Selected excerpt -
════════════════

By approaching the issue of inequality in this way, the Pillar goes beyond the most basic understanding of inequality as an income/wealth issue and looks to the variety of supports and protections needed to allow people to more fully participate in our society. The Pillar also places emphasis on health inequalities, gender inequality and inequality of opportunity (European Commission 2017a).

Is There a European Model?

Despite the existence of the Pillar, it is open to argument as to whether there is a distinct ‘European model’ towards tackling inequality. On the one hand, there is compelling evidence which demonstrates the marked divergence between inequality rates within the EU28 and the USA since 1994 – lending weight to the notion (Bruegel 2018). On the other hand, it is clear that most of the competences and legislative powers available to tackle inequalities rest at local, regional and national levels, and that there are clear differences in the approaches pursued by different member states.

On the subject of income inequality alone, the key drivers of change vary from nation to nation. As pointed out in a 2017 European Semester thematic fact sheet on addressing inequalities: ‘While unemployment is a factor in inequality in most EU countries, in some cases (such as Bulgaria, Cyprus, Estonia, Lithuania and Latvia) the weak redistributive effect of taxes and benefits plays a key role. In others, high income inequality is the result of unemployment combined with an uneven distribution of market incomes (Greece, Spain and Portugal). In the UK and Ireland, market incomes are also extremely unequally distributed. However, the British and Irish welfare states do an above-average job in reducing pre-tax and benefit inequalities… resulting in inequality outcomes close to the EU average, in terms of disposable income.’ (European Commission 2017b)

In other areas of inequality, we would find an equally diverse picture. For example, the gender pay gap across Europe ranges from less than 8% in Belgium, Italy, Luxembourg, Poland, Romania and Slovenia to more than 20% in Austria, the Czech Republic, Germany, Estonia and the United Kingdom (Eurostat 2019). Both observations neatly underline the point that European nations are eclectic in their makeup and methods and, simultaneously, undermine the notion that nation states are not free to pursue their own domestic approaches to what are challenges faced around the world.

════════════════

Supplied data -
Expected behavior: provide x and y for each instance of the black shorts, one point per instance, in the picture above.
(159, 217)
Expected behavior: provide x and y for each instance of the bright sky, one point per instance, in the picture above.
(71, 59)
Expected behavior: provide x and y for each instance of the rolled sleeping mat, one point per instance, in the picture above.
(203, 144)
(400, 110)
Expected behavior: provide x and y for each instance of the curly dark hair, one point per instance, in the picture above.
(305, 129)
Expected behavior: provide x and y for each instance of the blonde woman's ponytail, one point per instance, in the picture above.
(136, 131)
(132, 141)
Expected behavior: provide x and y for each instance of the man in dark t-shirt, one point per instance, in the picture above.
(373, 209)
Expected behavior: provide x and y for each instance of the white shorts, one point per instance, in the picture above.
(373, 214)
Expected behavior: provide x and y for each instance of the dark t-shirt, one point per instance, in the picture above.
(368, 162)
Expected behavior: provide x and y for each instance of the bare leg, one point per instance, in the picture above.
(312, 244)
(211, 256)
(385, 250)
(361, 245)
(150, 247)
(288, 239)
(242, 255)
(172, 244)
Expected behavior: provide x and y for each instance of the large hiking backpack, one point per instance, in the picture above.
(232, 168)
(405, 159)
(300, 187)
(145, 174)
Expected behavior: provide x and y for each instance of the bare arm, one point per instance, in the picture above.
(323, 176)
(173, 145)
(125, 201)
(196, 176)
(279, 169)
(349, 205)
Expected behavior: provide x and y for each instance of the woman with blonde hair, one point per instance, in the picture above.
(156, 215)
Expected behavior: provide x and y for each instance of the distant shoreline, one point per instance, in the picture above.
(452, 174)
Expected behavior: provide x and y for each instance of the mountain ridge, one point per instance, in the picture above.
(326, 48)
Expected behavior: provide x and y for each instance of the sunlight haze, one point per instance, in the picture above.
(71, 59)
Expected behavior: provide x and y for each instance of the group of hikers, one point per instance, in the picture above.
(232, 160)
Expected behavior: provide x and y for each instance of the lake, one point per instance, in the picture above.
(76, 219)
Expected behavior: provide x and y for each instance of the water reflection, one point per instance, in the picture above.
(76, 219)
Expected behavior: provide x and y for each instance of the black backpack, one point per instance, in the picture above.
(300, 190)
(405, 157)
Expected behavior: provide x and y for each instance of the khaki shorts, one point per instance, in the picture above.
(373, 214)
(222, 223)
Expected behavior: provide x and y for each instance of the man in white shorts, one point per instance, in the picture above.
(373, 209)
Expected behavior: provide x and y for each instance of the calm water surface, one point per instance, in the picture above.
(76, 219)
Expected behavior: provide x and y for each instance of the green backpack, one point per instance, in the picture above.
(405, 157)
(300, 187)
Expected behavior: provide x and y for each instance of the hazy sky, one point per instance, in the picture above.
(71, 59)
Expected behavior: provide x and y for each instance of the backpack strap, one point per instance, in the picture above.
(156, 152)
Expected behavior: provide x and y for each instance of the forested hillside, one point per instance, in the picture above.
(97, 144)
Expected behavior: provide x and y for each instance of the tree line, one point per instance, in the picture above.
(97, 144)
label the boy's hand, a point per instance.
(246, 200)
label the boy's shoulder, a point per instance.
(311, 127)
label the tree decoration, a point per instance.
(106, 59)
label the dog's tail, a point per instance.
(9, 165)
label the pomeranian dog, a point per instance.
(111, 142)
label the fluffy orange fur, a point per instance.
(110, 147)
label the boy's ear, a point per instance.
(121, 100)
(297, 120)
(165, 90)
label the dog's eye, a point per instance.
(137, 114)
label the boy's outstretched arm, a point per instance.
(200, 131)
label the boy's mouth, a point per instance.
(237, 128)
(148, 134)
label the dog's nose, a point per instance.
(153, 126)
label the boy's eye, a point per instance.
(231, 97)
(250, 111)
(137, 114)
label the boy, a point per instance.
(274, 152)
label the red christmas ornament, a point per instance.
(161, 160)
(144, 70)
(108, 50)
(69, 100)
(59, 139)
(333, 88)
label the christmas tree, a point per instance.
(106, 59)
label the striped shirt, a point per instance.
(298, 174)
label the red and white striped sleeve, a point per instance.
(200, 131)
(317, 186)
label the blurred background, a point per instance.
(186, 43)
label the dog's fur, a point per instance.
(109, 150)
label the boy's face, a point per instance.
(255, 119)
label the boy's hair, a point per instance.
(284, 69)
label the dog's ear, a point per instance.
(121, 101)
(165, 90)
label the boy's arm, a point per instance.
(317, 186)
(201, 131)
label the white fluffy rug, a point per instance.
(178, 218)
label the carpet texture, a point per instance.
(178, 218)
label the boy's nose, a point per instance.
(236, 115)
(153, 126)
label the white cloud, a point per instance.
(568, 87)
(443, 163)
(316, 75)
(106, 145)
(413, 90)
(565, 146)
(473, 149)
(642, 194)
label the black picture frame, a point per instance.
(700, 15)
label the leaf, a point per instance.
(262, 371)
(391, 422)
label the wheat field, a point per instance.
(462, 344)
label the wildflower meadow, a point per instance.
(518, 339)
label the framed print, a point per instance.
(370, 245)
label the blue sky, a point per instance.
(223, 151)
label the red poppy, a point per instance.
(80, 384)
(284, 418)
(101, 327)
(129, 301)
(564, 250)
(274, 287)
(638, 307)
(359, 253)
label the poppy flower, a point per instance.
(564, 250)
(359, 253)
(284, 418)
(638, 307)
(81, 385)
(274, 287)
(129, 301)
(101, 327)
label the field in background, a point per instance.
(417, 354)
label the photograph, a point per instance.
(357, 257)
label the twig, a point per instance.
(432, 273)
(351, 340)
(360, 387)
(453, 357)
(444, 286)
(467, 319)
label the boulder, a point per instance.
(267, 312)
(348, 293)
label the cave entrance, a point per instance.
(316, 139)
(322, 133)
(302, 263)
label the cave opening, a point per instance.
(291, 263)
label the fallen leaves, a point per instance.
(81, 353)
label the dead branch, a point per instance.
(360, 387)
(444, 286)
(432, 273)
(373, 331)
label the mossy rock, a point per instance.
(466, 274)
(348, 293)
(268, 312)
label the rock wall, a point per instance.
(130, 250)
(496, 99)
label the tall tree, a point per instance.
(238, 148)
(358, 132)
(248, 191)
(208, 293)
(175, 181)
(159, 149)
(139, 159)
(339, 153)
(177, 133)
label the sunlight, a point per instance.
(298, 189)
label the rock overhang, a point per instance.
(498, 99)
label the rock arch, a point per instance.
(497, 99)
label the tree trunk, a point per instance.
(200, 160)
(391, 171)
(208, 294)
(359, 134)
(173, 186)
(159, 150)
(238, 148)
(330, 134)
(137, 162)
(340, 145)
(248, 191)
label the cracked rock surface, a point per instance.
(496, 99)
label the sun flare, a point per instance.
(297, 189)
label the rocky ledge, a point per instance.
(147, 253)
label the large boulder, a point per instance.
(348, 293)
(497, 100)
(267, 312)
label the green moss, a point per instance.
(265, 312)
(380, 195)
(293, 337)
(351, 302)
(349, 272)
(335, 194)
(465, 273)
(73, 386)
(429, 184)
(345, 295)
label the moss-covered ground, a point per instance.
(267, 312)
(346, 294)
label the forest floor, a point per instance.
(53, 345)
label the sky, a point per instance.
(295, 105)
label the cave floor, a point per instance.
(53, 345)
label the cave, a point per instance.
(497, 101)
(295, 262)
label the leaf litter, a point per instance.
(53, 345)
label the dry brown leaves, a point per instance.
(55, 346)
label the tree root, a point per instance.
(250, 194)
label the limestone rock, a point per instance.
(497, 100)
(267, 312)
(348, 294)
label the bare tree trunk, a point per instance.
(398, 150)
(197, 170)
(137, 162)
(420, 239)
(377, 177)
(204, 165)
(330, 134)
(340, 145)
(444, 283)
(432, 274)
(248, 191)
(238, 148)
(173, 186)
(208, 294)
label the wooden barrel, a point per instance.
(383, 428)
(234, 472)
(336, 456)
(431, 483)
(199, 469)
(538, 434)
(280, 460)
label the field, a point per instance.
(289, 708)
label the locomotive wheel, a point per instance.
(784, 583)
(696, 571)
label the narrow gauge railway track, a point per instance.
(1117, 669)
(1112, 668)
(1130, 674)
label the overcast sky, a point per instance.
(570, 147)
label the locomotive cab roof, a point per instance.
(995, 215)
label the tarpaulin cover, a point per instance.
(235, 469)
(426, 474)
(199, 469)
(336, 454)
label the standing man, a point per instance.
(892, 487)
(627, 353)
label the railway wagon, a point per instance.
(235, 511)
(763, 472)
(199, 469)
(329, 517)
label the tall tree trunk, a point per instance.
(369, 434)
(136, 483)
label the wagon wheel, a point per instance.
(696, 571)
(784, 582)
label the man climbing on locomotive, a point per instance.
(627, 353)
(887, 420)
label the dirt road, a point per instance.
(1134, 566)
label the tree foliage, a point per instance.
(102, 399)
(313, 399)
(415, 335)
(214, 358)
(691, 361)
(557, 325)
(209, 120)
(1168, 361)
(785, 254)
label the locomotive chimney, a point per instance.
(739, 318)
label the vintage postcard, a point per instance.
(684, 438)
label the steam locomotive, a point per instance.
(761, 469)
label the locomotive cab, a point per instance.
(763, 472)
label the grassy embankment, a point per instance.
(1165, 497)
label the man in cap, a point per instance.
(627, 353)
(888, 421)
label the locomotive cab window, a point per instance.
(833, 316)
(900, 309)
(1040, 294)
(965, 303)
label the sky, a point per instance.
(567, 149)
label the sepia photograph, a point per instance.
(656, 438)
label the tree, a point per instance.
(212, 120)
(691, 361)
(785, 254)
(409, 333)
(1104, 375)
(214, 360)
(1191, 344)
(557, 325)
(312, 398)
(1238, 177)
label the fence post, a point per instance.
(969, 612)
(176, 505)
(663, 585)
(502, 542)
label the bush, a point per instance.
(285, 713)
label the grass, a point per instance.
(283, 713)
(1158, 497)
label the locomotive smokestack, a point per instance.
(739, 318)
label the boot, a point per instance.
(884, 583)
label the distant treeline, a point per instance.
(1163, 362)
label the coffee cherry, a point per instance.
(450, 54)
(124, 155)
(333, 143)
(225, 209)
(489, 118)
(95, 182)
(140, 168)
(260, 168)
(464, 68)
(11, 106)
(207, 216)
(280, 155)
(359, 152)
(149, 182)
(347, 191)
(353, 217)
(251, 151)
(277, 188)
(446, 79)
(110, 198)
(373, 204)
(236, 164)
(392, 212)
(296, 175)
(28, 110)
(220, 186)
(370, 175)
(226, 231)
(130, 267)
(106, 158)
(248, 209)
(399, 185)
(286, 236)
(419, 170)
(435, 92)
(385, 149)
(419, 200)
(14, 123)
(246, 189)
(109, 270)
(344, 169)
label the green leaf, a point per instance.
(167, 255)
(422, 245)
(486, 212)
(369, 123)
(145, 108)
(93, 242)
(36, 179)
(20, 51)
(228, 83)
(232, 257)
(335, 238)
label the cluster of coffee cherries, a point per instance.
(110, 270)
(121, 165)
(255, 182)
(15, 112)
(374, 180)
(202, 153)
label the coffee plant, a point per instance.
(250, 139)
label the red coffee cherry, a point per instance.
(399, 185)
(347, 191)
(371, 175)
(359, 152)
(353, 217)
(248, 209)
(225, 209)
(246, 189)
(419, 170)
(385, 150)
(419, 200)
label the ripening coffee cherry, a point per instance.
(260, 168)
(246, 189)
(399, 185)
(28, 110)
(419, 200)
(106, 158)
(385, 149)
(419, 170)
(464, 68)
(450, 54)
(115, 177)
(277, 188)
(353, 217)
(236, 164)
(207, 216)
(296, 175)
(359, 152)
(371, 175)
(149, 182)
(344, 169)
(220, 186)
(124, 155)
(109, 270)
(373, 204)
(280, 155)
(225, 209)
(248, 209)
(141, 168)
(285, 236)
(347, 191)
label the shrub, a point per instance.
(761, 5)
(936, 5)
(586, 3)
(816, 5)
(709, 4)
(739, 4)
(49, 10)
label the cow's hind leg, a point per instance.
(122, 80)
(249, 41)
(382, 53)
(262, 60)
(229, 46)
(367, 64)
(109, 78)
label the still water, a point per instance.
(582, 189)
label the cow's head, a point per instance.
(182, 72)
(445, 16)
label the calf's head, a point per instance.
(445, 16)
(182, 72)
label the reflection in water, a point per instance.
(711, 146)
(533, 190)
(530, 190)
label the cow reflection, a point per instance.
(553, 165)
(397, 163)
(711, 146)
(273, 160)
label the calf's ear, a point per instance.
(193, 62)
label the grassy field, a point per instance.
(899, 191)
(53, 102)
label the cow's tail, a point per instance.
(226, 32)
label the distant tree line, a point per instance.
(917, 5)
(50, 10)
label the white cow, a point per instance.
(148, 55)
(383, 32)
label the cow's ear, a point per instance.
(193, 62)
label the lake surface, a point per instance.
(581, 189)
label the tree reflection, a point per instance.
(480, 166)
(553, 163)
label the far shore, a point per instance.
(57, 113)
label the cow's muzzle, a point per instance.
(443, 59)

════════════════

Task list -
a – Using the passage on European inequality, decide whether each statement agrees with it: (i) the Pillar treats inequality only as an income/wealth issue; (ii) most competences and legislative powers for tackling inequalities rest at local, regional and national levels; (iii) the gender pay gap in Belgium is more than 20%. For each, answer yes or no and quote the deciding words exactly.
b – Reproduce verbatim the part of the passage on European inequality that runs from "By approaching the" to "a European Model?".

Problem solutions -
a –
(i) No: "the Pillar goes beyond the most basic understanding of inequality as an income/wealth issue"
(ii) Yes: "most of the competences and legislative powers available to tackle inequalities rest at local, regional and national levels"
(iii) No: "ranges from less than 8% in Belgium, Italy, Luxembourg, Poland, Romania and Slovenia"

b –
By approaching the issue of inequality in this way, the Pillar goes beyond the most basic understanding of inequality as an income/wealth issue and looks to the variety of supports and protections needed to allow people to more fully participate in our society. The Pillar also places emphasis on health inequalities, gender inequality and inequality of opportunity (European Commission 2017a).

Is There a European Model?